(Items from a data source)
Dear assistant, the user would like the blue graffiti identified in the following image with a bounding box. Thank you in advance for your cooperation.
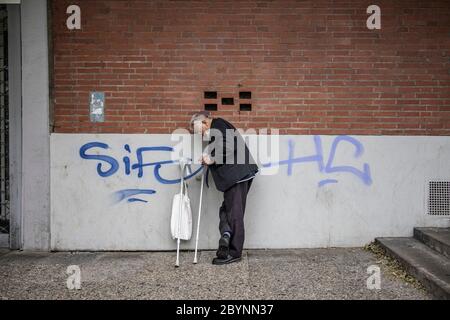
[325,135,372,186]
[132,146,174,178]
[318,179,338,187]
[128,198,149,203]
[272,136,324,176]
[80,142,203,205]
[154,164,202,184]
[80,142,200,183]
[80,135,372,205]
[263,135,372,187]
[79,142,119,177]
[112,189,156,204]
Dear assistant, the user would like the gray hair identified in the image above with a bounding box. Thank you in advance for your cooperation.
[189,110,211,130]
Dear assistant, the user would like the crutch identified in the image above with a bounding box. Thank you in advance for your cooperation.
[193,166,205,264]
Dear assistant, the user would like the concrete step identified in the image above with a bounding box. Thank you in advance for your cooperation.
[375,237,450,300]
[414,227,450,259]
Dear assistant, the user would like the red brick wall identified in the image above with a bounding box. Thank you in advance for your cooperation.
[51,0,450,135]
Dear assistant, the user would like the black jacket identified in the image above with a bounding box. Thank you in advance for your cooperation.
[206,118,259,192]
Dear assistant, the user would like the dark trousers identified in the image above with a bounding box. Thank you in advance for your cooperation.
[219,178,253,258]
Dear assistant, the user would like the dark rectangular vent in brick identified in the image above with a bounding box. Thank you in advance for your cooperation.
[204,91,217,99]
[222,98,234,105]
[239,91,252,99]
[240,104,252,111]
[204,103,217,111]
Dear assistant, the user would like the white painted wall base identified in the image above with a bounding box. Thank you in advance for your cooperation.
[50,133,450,251]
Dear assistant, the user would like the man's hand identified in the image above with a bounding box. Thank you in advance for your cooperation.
[200,154,215,165]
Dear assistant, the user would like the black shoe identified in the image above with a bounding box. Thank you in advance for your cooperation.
[216,234,230,259]
[212,254,241,265]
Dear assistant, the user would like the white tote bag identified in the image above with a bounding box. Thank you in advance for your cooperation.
[170,180,193,241]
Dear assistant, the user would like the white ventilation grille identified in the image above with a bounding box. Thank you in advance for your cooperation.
[427,181,450,216]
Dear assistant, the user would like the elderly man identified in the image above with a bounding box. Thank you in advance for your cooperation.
[190,111,259,265]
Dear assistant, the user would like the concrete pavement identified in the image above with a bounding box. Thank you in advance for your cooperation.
[0,248,430,300]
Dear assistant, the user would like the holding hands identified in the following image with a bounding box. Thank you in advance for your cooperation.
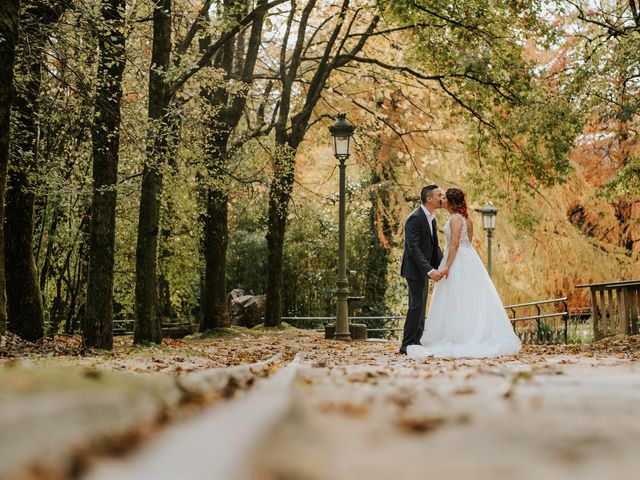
[428,270,444,282]
[428,267,449,282]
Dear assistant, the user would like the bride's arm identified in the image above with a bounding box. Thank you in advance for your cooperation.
[441,215,464,276]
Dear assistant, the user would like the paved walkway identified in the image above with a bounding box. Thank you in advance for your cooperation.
[249,355,640,480]
[3,331,640,479]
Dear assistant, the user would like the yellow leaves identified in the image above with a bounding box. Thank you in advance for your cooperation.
[319,400,370,417]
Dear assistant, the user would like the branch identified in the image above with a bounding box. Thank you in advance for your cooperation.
[630,0,640,26]
[172,0,287,92]
[176,0,213,55]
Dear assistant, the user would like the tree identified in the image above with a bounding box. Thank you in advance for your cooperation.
[562,0,640,197]
[264,0,380,326]
[134,0,286,339]
[83,0,127,349]
[199,0,269,331]
[0,0,20,338]
[134,0,171,344]
[6,0,64,342]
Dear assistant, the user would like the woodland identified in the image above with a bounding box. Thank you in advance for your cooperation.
[0,0,639,350]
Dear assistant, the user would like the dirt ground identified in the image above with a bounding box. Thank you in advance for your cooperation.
[2,329,640,480]
[2,326,639,372]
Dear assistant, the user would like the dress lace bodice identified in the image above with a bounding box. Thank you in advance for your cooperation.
[443,214,472,250]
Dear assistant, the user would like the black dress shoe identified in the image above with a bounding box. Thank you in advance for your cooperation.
[398,349,407,355]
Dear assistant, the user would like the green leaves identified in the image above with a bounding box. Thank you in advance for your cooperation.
[380,0,581,196]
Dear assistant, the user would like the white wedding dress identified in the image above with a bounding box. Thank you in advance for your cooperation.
[407,214,521,359]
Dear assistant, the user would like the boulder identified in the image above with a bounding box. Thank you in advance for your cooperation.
[229,293,267,328]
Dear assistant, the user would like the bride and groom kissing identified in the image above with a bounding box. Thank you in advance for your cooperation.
[399,185,521,358]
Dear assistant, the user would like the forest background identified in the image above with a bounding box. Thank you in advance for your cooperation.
[0,0,638,349]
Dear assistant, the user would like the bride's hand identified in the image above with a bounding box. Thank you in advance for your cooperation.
[439,267,449,279]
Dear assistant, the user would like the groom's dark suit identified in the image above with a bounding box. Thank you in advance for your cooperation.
[400,206,443,353]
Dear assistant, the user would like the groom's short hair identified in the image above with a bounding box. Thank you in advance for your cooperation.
[421,184,439,204]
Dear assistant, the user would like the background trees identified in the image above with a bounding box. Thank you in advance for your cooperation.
[0,0,637,347]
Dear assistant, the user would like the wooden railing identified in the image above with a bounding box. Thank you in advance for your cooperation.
[576,280,640,340]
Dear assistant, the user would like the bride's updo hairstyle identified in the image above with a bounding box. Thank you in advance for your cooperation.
[446,188,469,218]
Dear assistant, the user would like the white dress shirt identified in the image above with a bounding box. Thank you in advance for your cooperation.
[420,204,435,236]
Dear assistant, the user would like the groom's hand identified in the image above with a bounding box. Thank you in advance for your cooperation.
[428,270,443,282]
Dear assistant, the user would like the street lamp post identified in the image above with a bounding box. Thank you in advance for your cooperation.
[479,202,498,278]
[329,113,355,341]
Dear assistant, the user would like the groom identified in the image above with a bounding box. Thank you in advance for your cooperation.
[399,185,445,354]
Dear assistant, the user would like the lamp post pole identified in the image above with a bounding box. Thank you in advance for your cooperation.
[329,113,354,341]
[487,228,493,278]
[335,153,350,341]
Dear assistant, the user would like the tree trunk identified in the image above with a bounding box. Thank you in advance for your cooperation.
[264,143,296,327]
[362,173,392,318]
[134,0,171,344]
[5,2,56,341]
[201,176,230,330]
[361,166,394,340]
[199,0,267,331]
[84,0,126,349]
[157,114,181,321]
[69,211,90,334]
[199,27,234,332]
[0,0,20,337]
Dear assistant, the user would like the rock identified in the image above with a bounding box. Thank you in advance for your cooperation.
[227,289,245,320]
[229,293,267,328]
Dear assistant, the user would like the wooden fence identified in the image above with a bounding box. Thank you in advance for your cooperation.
[576,280,640,340]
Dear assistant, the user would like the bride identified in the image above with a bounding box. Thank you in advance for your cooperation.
[407,188,521,359]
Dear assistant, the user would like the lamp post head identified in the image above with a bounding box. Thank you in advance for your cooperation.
[480,202,498,232]
[329,113,355,157]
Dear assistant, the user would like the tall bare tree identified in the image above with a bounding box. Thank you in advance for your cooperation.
[264,0,380,326]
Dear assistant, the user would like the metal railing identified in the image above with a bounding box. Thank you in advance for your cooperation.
[505,297,570,344]
[285,297,584,344]
[113,319,196,337]
[281,316,404,334]
[108,295,590,345]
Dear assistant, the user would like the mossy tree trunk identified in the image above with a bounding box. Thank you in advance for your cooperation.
[134,0,171,344]
[0,0,20,337]
[362,169,393,318]
[5,1,63,341]
[200,0,267,332]
[84,0,127,349]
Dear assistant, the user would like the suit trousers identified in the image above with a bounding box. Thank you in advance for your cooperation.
[401,277,430,351]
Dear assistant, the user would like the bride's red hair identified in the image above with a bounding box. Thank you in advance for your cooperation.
[446,188,469,218]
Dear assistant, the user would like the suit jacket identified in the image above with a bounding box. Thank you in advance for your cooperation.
[400,207,443,281]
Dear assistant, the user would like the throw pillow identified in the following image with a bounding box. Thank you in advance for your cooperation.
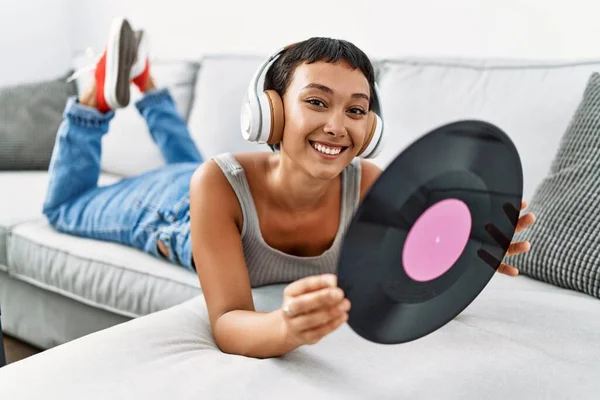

■ **What is being asked**: With the images excluded, reproduce the data above precisely as written.

■ **Exercise output**:
Dear assistant, the user would like the blue graffiti identified in the following image with a bounding box. Thank you in advance for your cooperation.
[325,135,372,186]
[132,146,174,178]
[318,179,338,187]
[128,198,149,203]
[272,136,324,176]
[80,142,203,205]
[154,164,202,184]
[80,142,200,183]
[80,135,372,205]
[263,135,372,187]
[79,142,119,177]
[112,189,156,204]
Dear assistant, the user would like the gray hair identified in the image above with a bounding box. Thank you in advance for your cooperation.
[189,110,211,130]
Dear assistant, the user would like the crutch identified in the image above with a bounding box. Thank you in advance for your cooperation.
[193,166,205,264]
Dear assistant, the user would like the concrete step identified in the image above with a bounding box. Thank you in advance for your cooperation.
[375,237,450,300]
[414,227,450,259]
Dear assistant, the user would like the red brick wall identified in the image above with a bounding box. Thank you in advance for your cooperation.
[51,0,450,135]
Dear assistant, the user would like the black jacket identified in the image above with a bounding box. Thank you in advance for your cooperation.
[206,118,259,192]
Dear assistant, the user would like the dark trousers identified in the image above with a bounding box. Thank you in advance for your cooperation.
[219,178,253,258]
Dear assistant, the user would like the dark rectangular vent in brick identified in the image above with a bounding box. Thank you in advance for your cooperation.
[204,91,217,99]
[222,98,234,105]
[239,91,252,99]
[240,104,252,111]
[204,103,217,111]
Dear assistant, the user would like the white painted wall base identified in the image above with a bounding box. Thank you in advance for your cooperation.
[50,133,450,251]
Dear assistant, the user would like the man's hand identified in the image above with a bounding box. Thank you in advance for your cooperation.
[200,154,215,165]
Dear assistant, the user would like the black shoe identified in the image above with a bounding box. Thank you in advance for your cooperation.
[216,234,230,259]
[212,254,241,265]
Dear assistant, the user would like the white tote bag identified in the image above with a bounding box. Thank you in advance for your cooperation.
[170,180,193,241]
Dear assistant, the user would like the white ventilation grille identified in the image above with a bounding box. Thank you in advance for your cooperation.
[427,181,450,216]
Dear assistant, the user would like the elderly man identified in the image above with a bounding box. Thank you in advance for your cooperation.
[190,111,259,265]
Dear assistant, the user would like the concrete pavement identified in the image above with a bounding box. Thank you in advance for your cooperation.
[0,248,430,300]
Dear assistant, the user would like the holding hands identified in the following image with a bounding box. Thank you in advance for your cooperation.
[428,270,444,282]
[428,267,449,282]
Dear assistant, the user would like the bride's arm identified in the image above with a bounding box. Thank you in advance for your cooperation.
[441,215,464,276]
Dear assistant, the user would like the paved walkway identified in the image above with a bounding box. Thank you in advance for your cooperation.
[249,355,640,480]
[3,331,640,479]
Dear assistant, the user would like the yellow leaves identified in the image above with a bounding box. Thank you in advance for your cooperation.
[319,400,370,417]
Dear assistant, the user would like the branch identified in the image above with a bounding box. Thank you in advance for your cooperation.
[630,0,640,26]
[172,0,287,92]
[176,0,213,55]
Dear assistant, the user would like the tree identified in the image above with a bounding box. Thank you in advance for your cooperation.
[562,0,640,197]
[264,0,380,326]
[134,0,286,339]
[83,0,127,349]
[199,0,269,331]
[0,0,20,338]
[134,0,171,344]
[6,0,64,342]
Dear assistant, the user would like the woodland identified in the image above with a bounding box. Thank you in advance for your cooperation.
[0,0,639,350]
Dear assistant, the user would like the dirt ground identified in the image above with a bounding box. Thank you in advance for your cooperation.
[2,329,640,480]
[2,326,639,372]
Dear assistant, the user would like the dress lace bodice identified in the image above with a bounding box. Thank you in advance for your cooperation.
[443,214,472,250]
Dear assistant, the user would like the black dress shoe identified in the image above with a bounding box. Thank you in advance for your cooperation.
[398,349,407,355]
Dear assistant, the user would like the green leaves identified in the image above with a bounding box. Thank you in advance for your cooperation.
[380,0,581,196]
Dear assistant, the user would like the white wedding dress identified in the image above with a bounding box. Thank you in advance for your cooperation.
[407,214,521,359]
Dear assistant, the user would like the boulder identified in the image above with a bounding box. Thank you in advance for your cooperation.
[229,293,267,328]
Dear assistant, the user would like the bride and groom kissing identified in the image above with a bounding box. Thank you in advance for your cooperation.
[399,185,521,358]
Dear assistant, the user would like the forest background identified in the image above with a bounding box. Thank you in advance for your cooperation.
[0,0,638,349]
Dear assistant, the user would like the bride's hand identified in the image above with a bounding box. Thank you in advance for your cooperation.
[439,267,449,279]
Dear assistant, the user would like the groom's dark suit identified in the image above with a bounding box. Thank you in advance for your cooperation.
[400,206,443,353]
Dear assistant, the user would like the groom's short hair identified in the image above with a bounding box. Thank you in advance for your cooperation.
[421,184,439,204]
Dear assistant, the user would like the background trees identified in the image above with a bounding box. Thank you in advance for your cooperation.
[0,0,637,347]
Dear assistant, the user would like the wooden railing identified in the image above with a bounding box. Thank you in advance for your cooperation.
[576,280,640,340]
Dear assistant, the user would like the bride's updo hairstyle identified in the image above with a bounding box. Thank you in advance for your cooperation.
[446,188,469,218]
Dear assistant, the user would like the white dress shirt identified in the image above with a bounding box. Thank you in advance for your cooperation.
[420,204,435,236]
Dear assistant, the user would like the groom's hand identified in the image above with a bounding box. Thank you in advance for your cooperation.
[428,270,443,282]
Dear assistant, the user would like the street lamp post identified in the image above with a bounding box. Thank you in advance for your cooperation.
[479,202,498,278]
[329,113,355,341]
Dear assistant, the user would like the groom identified in the image above with a bounding box. Thank you in advance for your cooperation.
[399,185,445,354]
Dear assistant, the user would like the lamp post pole identified in the image above with a bounding box. Thank you in advance for your cooperation.
[329,113,354,341]
[487,228,493,278]
[335,153,350,341]
Dear assistant, the user would like the tree trunk identified in the image above with a bounding box. Thank you in advance for your cooperation.
[264,143,296,327]
[362,173,392,318]
[134,0,171,344]
[5,2,56,341]
[201,176,230,330]
[361,166,394,340]
[199,0,267,331]
[84,0,126,349]
[157,114,181,321]
[69,211,90,334]
[199,27,234,332]
[0,0,20,337]
Dear assistant, the user would like the rock identified in the image above with a bounding box. Thank you in advance for your cooperation.
[227,289,245,320]
[229,293,267,328]
Dear assistant, the user would like the wooden fence identified in the image above with a bounding box. Thank you in advance for your cooperation.
[576,280,640,340]
Dear assistant, the user would like the bride identified in the image above with a bounding box. Thank you in advance for your cooperation.
[407,188,521,359]
Dear assistant, the user would like the lamp post head identified in the image above with a bounding box. Thank you in advance for your cooperation.
[480,202,498,232]
[329,113,355,157]
Dear assistant, the user would like the tall bare tree identified in the image above with a bounding box. Thank you in advance for your cooperation.
[264,0,380,326]
Dear assistant, the user would like the metal railing identified in the image above with a bounding box. Thank you in advance for your cooperation.
[505,297,570,344]
[285,297,584,344]
[113,319,196,337]
[281,316,404,334]
[108,295,590,345]
Dear assistant, the user would like the mossy tree trunk identified in the image above with a bounding box. Thank you in advance for your cooperation.
[134,0,171,344]
[0,0,20,337]
[362,169,393,318]
[5,1,63,341]
[200,0,267,332]
[84,0,127,349]
Dear assistant, the user would like the suit trousers identified in the image above with a bounding box. Thank you in advance for your cooperation.
[401,277,430,351]
Dear assistant, the user would like the bride's red hair identified in the image above with a bounding box. Thank you in advance for your cooperation.
[446,188,469,218]
Dear assistant, the user would like the suit jacket identified in the image above with a bounding box. Thank you in advance for your cooperation.
[400,207,443,281]
Dear assistant, the user would like the throw pillow identified in the following image with a bounding box. Thank you in advance for your cooperation.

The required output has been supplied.